Carry on the piece about communicating with people through eye movements during lucid dreaming, starting after its final sentence.

Start of PASSAGE

Wednesday, December 10, 2025

Communication Through Eye Movements While Lucid Dreaming


In our Neuroscience Seminar this semester, I was so grateful to have the opportunity to learn about Dr. Gabriela Torres Platas research involving lucid dreaming and how to communicate with individuals during this state. Research on sleeping and dreaming is a relatively new topic in neuroscience due to the complexity and limited ability to truly test an individual while they are not awake. In this research, they are specifically testing the possibility of interacting with someone while they are dreaming. This would be done with two-way communication between the dreamer and the researcher during their REM stage of sleep, due to the fact that this is when lucid dreaming occurs. Dr. Platas emphasized her interest on the different types of lucid dreamers around the world, there are different tribes and religions that perform the action of lucid dreaming daily, these are called practitioners. There are different levels to lucid dreaming that one can reach through time and practice, the individuals that are part of the Tibet Tribe, as Dr. Platas discussed during the seminar, are very skilled lucid dreamers and can perform such actions as transversing and witnessing.

End of PASSAGE
Start of STORED DATA

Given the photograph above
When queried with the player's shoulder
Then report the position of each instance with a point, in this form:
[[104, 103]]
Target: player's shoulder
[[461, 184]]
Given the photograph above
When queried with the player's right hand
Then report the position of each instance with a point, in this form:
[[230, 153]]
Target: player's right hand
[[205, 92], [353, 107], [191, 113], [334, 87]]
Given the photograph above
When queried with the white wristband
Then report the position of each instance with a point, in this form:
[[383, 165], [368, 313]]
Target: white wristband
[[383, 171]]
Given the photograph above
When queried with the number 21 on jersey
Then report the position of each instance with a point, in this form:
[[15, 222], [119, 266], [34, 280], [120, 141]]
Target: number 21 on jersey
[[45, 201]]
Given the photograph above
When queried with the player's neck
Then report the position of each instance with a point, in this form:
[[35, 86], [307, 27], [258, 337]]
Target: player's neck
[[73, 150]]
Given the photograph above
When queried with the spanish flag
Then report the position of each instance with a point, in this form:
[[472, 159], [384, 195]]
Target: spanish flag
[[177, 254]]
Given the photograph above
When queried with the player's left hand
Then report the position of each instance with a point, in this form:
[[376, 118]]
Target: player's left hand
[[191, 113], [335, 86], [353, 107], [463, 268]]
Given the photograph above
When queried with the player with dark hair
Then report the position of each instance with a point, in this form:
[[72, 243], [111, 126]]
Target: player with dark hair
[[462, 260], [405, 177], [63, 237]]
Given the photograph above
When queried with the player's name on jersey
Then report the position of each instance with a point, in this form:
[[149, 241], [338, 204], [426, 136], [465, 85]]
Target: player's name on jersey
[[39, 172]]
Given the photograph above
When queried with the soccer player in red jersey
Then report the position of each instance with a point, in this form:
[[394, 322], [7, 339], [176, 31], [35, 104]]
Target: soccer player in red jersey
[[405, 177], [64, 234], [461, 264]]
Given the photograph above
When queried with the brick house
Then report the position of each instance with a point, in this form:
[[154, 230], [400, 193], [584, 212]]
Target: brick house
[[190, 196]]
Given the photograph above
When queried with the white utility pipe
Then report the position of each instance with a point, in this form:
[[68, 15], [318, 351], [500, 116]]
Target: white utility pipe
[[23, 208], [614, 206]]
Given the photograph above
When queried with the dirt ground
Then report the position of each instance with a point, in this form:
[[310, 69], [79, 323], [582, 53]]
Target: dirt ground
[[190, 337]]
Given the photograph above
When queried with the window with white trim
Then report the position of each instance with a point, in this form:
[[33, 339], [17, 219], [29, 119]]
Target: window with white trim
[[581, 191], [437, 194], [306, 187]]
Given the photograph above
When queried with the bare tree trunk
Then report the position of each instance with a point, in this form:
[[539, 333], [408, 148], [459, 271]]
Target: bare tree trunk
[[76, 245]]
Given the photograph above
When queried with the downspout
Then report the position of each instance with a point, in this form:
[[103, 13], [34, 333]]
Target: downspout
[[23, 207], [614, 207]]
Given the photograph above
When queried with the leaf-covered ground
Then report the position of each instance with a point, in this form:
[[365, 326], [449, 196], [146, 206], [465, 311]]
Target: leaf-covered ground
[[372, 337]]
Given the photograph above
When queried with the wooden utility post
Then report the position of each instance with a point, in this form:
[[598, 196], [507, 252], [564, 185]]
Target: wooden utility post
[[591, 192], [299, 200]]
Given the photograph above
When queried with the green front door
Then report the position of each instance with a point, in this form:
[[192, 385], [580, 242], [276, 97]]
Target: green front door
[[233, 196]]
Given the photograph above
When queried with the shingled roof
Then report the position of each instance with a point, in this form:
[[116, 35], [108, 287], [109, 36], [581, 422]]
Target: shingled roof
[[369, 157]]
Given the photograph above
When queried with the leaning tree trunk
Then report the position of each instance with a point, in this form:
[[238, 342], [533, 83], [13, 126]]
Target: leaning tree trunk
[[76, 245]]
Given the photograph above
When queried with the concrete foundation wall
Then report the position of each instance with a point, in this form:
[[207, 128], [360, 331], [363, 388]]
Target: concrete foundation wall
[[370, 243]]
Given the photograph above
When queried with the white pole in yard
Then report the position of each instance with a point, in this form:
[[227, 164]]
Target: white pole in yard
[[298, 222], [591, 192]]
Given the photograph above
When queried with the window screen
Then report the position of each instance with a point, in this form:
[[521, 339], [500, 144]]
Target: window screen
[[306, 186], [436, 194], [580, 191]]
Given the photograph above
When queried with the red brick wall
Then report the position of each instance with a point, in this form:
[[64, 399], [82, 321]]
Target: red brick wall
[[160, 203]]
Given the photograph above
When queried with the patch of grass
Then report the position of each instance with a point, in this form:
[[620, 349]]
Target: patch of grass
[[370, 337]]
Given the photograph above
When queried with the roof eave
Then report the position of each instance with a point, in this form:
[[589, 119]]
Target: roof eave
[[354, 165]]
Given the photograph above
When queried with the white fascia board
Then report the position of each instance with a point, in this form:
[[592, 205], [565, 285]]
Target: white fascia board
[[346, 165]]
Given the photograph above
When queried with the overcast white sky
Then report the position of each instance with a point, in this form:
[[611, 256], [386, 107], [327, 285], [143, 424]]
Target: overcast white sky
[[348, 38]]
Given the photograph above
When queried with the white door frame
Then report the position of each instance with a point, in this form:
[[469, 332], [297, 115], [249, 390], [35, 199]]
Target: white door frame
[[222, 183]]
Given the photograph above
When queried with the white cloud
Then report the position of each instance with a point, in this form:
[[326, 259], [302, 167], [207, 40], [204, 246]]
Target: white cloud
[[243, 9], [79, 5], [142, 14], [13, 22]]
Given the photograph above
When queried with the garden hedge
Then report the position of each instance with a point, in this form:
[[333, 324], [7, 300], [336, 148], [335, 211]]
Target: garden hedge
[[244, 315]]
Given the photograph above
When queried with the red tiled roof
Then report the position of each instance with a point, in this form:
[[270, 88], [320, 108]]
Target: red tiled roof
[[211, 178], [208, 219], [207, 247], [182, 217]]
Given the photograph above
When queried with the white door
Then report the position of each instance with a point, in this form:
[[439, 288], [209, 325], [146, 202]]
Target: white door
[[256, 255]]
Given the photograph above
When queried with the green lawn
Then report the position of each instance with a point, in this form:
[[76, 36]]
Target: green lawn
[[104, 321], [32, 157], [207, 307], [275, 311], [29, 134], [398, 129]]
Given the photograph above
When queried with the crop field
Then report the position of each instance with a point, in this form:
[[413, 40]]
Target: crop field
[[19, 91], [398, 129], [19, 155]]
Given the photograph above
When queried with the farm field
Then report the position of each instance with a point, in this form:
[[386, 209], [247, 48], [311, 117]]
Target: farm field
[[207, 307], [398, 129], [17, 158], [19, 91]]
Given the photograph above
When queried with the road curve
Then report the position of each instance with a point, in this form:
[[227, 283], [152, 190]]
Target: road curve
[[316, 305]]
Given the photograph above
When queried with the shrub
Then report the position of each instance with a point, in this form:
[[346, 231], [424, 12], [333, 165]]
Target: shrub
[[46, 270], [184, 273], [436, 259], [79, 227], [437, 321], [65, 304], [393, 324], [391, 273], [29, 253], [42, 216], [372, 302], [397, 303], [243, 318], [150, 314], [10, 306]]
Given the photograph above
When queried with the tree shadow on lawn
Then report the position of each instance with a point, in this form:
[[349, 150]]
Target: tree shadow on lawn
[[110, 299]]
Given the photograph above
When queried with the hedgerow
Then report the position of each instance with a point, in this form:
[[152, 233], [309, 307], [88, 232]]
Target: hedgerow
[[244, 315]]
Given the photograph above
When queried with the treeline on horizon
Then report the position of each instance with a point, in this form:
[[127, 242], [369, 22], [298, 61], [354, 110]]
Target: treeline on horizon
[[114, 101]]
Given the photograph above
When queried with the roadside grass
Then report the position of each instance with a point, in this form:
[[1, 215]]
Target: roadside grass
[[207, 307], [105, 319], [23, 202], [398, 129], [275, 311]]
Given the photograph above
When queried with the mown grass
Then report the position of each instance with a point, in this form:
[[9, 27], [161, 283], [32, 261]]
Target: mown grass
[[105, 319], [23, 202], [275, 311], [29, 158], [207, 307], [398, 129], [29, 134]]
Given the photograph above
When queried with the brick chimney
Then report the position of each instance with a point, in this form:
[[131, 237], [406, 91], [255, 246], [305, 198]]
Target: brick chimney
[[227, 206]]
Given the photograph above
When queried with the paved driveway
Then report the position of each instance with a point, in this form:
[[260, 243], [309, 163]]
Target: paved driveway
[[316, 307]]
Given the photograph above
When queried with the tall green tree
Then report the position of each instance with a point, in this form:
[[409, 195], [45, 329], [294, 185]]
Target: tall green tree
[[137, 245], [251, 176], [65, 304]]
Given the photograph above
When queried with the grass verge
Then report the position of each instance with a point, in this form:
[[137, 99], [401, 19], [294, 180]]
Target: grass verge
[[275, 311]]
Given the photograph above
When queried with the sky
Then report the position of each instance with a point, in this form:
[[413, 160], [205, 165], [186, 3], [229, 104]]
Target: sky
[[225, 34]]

End of STORED DATA

### EXERCISE RESULT:
During Dr. Platas research, the participants were able to signal to the researchers while they were lucid dreaming, and this is what truly interested me in her research. Dr. Platas referred to the article, “Real-time dialogue between experimenters and dreamers during REM sleep” written by Dr. Karen R. Konkoly and other researchers. It discusses the experiment behind this two-way communication. The lucid dreamers had to realize they were in the dream state, then send the signal to the researchers by moving their eyes left to right. This is how the researchers were notified that the participant had begun to lucid dream. The eye movements were the main form of communication between the researcher and participant; they were able to even ask simple mathematical questions to the participant. For example, the researcher would ask the participant what eight minus six was, then the participant would perform two eye movements to signal that their answer to the question was two. By the end of the experiment, they were able to conclude that the participants had answered 29 questions correctly while lucid dreaming. The reason communication during lucid dreaming is such an important task to research is because it is very difficult to perform research and discover new theories about dreaming. Since dreaming does not happen during our wake state, collecting data can be inaccurate or complex, and oftentimes individuals are unable to recall their dreams after waking up.  

In an article written by Dr. Benjamin Baird, “The cognitive neuroscience of lucid dreaming” the procedure of using eye movements to signal lucid dreaming is explained. Dr. Baird discusses how the participants can signal when they begin and are about to finish lucid dreaming. He explains how this method of researching lucid dreams can lead to discoveries about levels of consciousness during sleep, and potentially a way to control the content of one’s dreams. Dr. Baird’s research involved comparing lucid REM sleep to non-lucid REM sleep; they concluded that the autonomic nervous system was elevated during lucid REM sleep in comparison to non-lucid. Since researchers found out that lucid dreams occur in REM but at later periods in the night, they believe that lucid dreaming can have a correlation to cortical activity.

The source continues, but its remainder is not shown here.